──────── Data section ────────

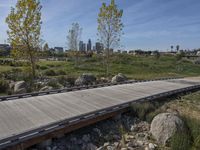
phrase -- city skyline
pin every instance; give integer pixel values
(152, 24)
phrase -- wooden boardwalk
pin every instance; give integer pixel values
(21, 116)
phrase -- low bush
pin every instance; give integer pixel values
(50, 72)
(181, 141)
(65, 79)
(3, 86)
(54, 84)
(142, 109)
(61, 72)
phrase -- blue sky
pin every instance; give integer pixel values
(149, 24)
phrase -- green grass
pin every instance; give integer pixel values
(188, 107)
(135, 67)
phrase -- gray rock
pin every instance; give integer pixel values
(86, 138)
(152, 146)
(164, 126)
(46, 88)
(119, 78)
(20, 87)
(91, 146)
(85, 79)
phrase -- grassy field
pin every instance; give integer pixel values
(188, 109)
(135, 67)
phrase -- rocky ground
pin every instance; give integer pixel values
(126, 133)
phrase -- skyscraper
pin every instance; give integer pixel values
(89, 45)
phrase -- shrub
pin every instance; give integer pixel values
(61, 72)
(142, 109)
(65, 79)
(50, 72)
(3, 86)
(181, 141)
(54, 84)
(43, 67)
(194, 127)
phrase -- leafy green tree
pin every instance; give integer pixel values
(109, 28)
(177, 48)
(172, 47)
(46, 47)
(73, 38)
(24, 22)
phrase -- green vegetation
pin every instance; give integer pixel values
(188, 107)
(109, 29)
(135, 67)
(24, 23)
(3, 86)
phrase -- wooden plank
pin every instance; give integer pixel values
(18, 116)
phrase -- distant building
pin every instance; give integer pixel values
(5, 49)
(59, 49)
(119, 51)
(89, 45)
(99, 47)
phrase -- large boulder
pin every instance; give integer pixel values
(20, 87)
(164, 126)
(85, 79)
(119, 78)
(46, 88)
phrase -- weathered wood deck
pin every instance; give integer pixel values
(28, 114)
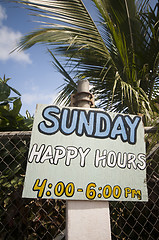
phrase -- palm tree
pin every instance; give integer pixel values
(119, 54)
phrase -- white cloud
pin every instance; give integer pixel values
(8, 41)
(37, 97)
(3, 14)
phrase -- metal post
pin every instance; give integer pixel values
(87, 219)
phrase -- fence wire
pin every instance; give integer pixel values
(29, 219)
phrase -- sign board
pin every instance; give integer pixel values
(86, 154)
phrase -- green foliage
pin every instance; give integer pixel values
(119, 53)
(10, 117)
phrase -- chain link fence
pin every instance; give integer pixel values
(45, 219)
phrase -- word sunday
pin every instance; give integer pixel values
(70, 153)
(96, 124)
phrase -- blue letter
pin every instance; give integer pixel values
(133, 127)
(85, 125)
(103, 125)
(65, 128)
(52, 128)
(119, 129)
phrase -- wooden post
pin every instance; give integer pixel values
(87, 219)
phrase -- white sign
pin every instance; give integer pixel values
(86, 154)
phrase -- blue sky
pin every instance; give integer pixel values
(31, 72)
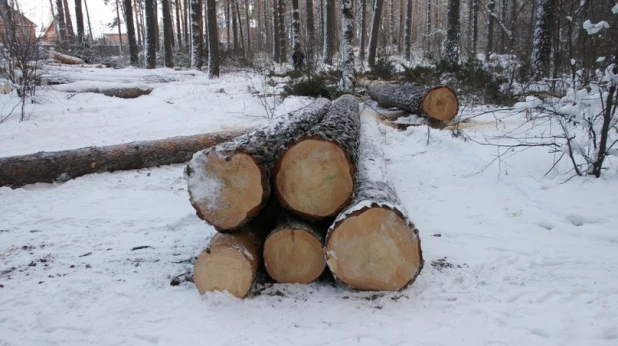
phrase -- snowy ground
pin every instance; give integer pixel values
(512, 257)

────────

- Instruction -
Starting with the line that holds "phrase -- chain link fence", repeat exactly every line through the end of the material above, both ends included, without the pictures.

- Problem solution -
phrase -- chain link fence
pin every instance; give integer pixel values
(45, 219)
phrase -- word sunday
pin every instance; give integer pixel values
(70, 153)
(96, 124)
phrase -- blue letter
pin every instance; give integer pixel values
(133, 127)
(85, 125)
(103, 125)
(65, 128)
(52, 128)
(119, 129)
phrase -- wooden post
pin every instance; give integer pixel values
(87, 219)
phrase -- white sign
pin every instance; give integer pixel values
(86, 154)
phrase -- blue sky
pin every instance; give integer pixel values
(31, 72)
phrase -- snowy ground
pin every instance; give integer pixel values
(512, 257)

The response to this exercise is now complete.